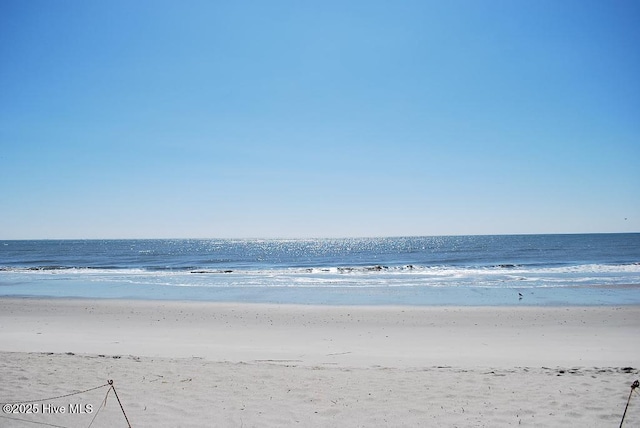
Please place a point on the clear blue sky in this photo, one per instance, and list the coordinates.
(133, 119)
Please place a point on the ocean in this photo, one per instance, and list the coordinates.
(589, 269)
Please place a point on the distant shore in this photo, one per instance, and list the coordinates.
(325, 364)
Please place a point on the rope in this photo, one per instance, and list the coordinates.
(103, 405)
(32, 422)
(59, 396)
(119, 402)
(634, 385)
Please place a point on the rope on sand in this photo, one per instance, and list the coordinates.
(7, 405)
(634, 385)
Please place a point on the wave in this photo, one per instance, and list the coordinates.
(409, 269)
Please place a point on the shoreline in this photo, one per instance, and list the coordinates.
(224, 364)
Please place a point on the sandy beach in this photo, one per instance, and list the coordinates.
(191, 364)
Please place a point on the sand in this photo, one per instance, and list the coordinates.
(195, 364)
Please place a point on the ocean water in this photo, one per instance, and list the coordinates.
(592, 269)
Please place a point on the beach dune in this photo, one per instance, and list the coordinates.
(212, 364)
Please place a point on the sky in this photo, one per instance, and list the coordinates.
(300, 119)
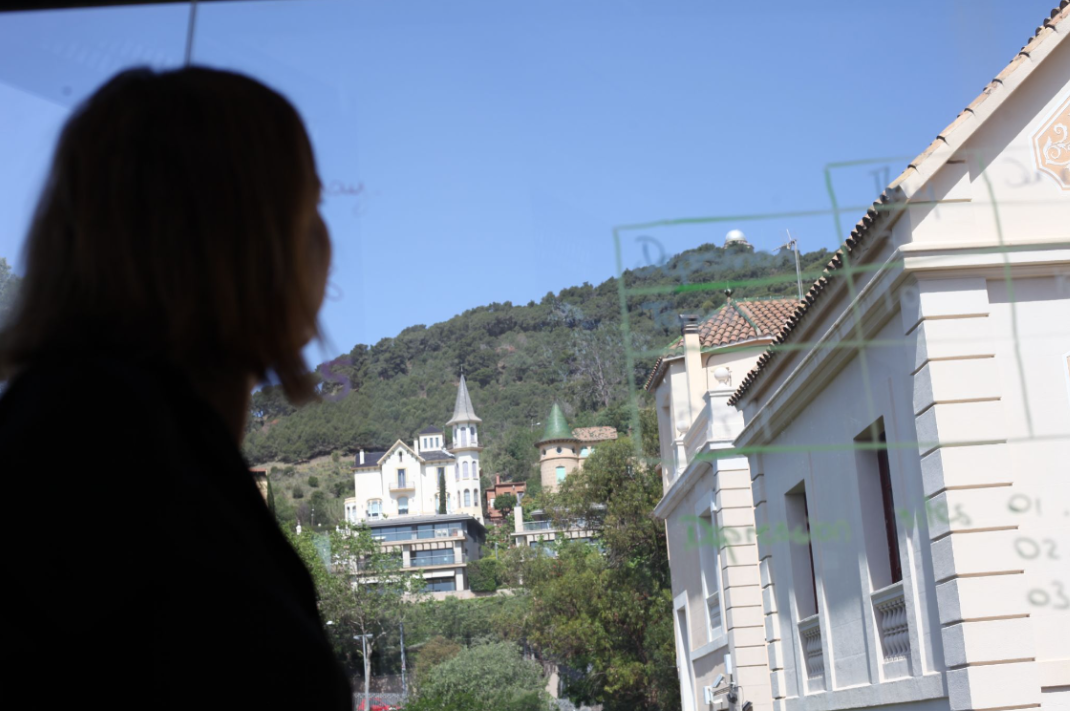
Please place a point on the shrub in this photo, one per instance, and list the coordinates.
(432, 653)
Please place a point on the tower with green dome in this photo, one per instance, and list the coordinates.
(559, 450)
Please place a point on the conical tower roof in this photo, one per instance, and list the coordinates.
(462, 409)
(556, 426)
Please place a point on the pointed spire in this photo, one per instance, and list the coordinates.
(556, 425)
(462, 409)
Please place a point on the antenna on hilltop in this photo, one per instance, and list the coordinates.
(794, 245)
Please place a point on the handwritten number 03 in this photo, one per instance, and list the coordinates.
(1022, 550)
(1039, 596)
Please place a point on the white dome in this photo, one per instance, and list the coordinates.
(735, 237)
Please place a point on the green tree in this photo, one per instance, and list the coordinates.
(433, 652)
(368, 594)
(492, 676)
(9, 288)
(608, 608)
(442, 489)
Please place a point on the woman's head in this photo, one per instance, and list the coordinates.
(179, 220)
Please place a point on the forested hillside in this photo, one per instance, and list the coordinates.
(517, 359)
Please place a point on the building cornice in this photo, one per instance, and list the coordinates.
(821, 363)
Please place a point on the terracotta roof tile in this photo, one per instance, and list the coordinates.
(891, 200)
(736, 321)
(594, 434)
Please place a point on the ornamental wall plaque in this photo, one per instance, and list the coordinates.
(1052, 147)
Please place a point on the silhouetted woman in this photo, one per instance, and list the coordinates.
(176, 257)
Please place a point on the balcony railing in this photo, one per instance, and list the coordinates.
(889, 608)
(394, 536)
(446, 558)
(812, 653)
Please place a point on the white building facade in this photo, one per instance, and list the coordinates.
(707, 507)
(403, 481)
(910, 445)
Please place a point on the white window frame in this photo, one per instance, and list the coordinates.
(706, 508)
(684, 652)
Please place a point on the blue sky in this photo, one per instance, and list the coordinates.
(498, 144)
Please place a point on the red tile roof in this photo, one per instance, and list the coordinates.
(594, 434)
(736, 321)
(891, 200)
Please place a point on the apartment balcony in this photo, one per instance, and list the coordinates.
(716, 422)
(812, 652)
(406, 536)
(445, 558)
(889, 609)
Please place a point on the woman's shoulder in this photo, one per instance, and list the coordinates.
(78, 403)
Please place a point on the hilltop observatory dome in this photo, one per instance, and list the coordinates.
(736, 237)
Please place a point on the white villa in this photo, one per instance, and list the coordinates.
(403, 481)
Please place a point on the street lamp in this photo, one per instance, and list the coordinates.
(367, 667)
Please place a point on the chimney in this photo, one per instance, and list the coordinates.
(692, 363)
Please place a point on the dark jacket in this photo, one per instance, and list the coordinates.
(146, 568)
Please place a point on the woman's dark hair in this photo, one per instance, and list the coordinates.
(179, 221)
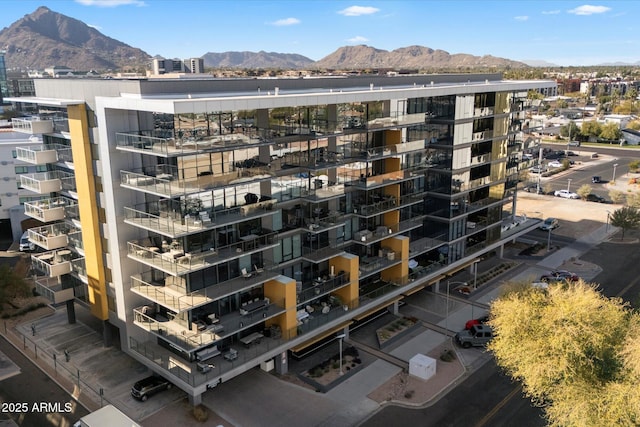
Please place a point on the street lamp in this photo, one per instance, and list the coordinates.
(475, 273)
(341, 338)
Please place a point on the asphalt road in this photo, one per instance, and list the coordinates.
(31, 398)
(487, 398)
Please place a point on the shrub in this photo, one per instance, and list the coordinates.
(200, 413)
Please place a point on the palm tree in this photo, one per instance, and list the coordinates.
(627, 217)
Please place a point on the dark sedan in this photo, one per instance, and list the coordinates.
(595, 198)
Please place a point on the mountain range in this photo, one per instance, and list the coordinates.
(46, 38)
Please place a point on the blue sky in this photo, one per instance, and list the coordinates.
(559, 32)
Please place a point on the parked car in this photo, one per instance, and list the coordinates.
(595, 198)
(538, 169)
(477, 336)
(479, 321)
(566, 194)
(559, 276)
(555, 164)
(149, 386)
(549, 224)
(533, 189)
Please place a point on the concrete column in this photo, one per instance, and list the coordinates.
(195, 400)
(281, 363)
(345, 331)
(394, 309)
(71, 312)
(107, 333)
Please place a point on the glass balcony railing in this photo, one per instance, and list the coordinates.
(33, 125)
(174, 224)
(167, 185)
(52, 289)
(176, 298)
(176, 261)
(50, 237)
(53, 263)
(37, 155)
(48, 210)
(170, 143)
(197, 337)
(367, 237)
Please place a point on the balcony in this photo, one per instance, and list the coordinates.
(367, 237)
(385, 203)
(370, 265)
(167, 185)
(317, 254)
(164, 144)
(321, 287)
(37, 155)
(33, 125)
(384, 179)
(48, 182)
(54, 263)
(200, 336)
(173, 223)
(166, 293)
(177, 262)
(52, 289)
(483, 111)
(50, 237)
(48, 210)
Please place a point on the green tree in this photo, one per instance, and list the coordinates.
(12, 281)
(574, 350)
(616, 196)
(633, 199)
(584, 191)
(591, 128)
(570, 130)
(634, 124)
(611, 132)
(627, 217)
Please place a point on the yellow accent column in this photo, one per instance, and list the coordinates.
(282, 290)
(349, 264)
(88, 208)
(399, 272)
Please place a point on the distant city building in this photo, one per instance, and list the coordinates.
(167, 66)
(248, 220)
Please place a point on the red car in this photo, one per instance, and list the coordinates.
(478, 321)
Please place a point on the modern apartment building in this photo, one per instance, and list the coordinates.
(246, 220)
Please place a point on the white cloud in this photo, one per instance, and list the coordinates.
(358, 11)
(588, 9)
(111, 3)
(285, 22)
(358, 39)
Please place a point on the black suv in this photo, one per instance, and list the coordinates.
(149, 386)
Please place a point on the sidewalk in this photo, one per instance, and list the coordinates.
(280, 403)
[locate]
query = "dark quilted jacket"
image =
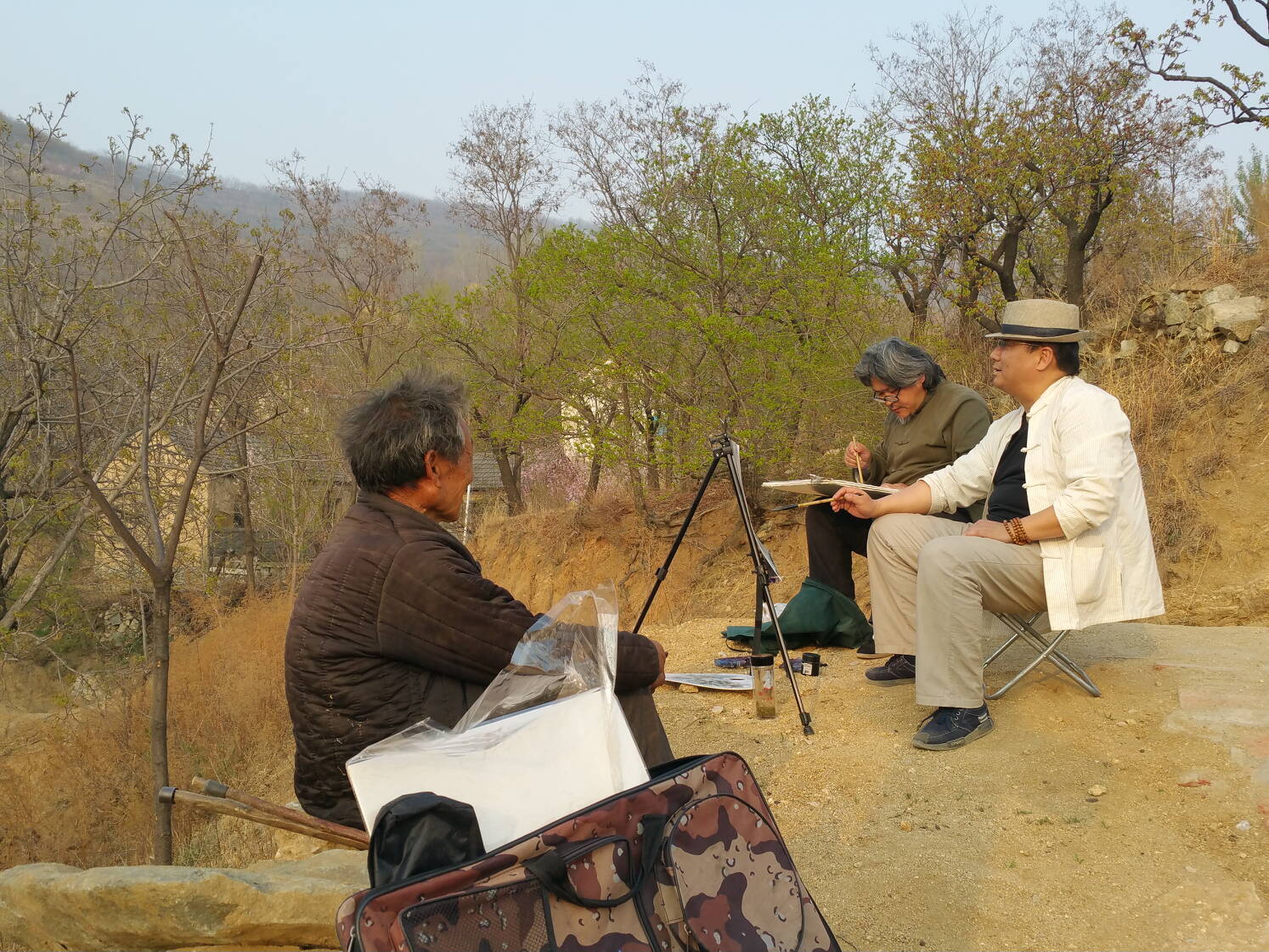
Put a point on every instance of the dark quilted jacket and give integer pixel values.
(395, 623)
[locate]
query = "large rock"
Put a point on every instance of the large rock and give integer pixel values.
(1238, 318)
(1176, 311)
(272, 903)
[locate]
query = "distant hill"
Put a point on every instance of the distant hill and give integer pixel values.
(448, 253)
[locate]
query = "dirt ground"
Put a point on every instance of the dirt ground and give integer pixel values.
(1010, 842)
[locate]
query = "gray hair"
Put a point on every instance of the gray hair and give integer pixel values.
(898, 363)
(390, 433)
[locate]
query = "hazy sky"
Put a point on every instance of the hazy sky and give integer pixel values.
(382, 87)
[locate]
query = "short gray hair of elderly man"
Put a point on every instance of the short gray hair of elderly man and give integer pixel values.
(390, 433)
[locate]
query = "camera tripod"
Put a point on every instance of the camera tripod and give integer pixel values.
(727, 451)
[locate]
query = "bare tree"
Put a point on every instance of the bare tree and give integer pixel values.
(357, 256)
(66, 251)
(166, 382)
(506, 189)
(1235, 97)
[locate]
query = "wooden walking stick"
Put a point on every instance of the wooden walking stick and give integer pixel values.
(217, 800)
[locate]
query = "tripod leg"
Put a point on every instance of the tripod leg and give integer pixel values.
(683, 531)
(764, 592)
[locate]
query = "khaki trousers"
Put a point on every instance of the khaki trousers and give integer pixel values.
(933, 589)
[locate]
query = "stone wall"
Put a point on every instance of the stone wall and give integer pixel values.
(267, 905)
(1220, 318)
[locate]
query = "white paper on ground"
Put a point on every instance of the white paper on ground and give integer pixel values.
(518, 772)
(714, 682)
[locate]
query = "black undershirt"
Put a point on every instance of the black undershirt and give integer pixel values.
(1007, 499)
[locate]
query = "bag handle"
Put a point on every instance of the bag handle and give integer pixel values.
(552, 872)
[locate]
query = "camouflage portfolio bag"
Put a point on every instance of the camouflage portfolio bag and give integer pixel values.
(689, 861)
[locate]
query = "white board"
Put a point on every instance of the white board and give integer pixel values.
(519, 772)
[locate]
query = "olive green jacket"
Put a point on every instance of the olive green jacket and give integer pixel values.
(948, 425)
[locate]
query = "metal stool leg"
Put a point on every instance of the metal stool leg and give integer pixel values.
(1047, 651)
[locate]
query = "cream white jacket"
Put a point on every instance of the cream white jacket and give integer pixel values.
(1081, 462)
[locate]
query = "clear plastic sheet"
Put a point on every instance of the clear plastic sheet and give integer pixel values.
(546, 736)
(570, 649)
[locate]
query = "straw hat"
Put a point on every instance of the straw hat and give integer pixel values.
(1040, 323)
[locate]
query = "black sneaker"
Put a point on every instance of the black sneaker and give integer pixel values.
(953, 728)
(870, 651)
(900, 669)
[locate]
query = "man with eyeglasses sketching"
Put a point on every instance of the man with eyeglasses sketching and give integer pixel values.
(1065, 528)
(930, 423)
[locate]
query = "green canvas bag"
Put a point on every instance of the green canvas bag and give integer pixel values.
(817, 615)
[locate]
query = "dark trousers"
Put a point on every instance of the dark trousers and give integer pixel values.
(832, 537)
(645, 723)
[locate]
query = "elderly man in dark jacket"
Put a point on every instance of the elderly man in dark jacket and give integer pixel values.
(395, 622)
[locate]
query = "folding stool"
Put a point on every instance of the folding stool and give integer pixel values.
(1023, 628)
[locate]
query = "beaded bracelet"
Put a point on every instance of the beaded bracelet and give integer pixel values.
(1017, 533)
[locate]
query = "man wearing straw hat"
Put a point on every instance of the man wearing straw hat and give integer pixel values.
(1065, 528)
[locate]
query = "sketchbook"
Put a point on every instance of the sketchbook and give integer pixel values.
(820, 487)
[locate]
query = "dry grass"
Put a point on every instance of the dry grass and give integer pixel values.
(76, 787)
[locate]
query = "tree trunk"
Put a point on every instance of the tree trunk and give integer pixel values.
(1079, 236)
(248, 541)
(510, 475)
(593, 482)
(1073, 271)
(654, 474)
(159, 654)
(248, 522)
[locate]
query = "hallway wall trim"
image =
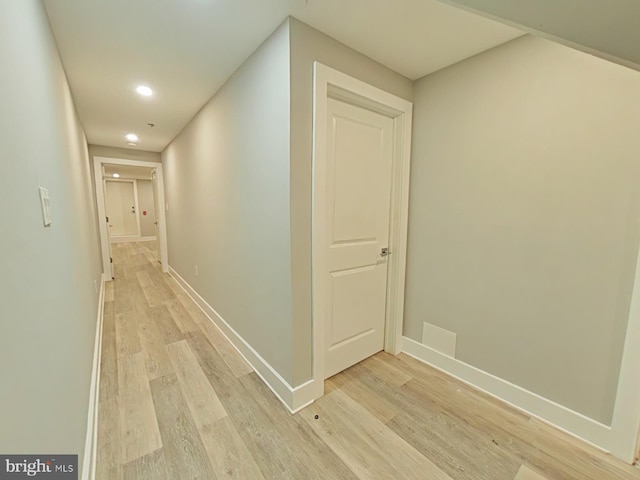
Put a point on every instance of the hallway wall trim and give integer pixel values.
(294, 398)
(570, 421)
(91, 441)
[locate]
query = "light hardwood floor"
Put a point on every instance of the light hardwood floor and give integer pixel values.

====================

What to produce:
Please collect every line from the entries above that contains the word "large" and copy each one in full. Case counts.

Output:
query = "large rock"
Put a point on every instance of the large rock and give integer pixel values.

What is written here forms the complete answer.